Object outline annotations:
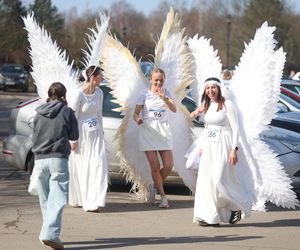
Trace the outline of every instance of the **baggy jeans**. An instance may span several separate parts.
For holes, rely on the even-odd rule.
[[[61,219],[68,202],[69,170],[68,160],[48,158],[35,161],[37,189],[43,215],[43,226],[39,239],[61,242]]]

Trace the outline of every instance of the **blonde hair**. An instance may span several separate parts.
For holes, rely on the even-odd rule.
[[[152,75],[154,73],[161,73],[163,75],[164,78],[166,78],[166,74],[165,74],[165,71],[163,71],[162,69],[160,68],[154,68],[151,73],[150,73],[150,80],[152,79]]]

**Written exercise**
Copy out every line of the records above word for word, leaving out the pictures.

**Output for this task**
Trace the outline of every instance of the **baggy jeans**. An instance may span several separate parts.
For holes, rely on the even-odd rule.
[[[61,219],[68,202],[69,170],[68,160],[48,158],[35,161],[37,189],[43,215],[43,226],[39,239],[61,242]]]

Trace the outline of every instance of the **blonde hair**. An instance may span several separate parts.
For holes, rely on the even-odd rule.
[[[152,75],[154,73],[161,73],[163,75],[164,78],[166,78],[166,74],[165,74],[165,71],[163,71],[162,69],[160,68],[154,68],[151,73],[150,73],[150,80],[152,79]]]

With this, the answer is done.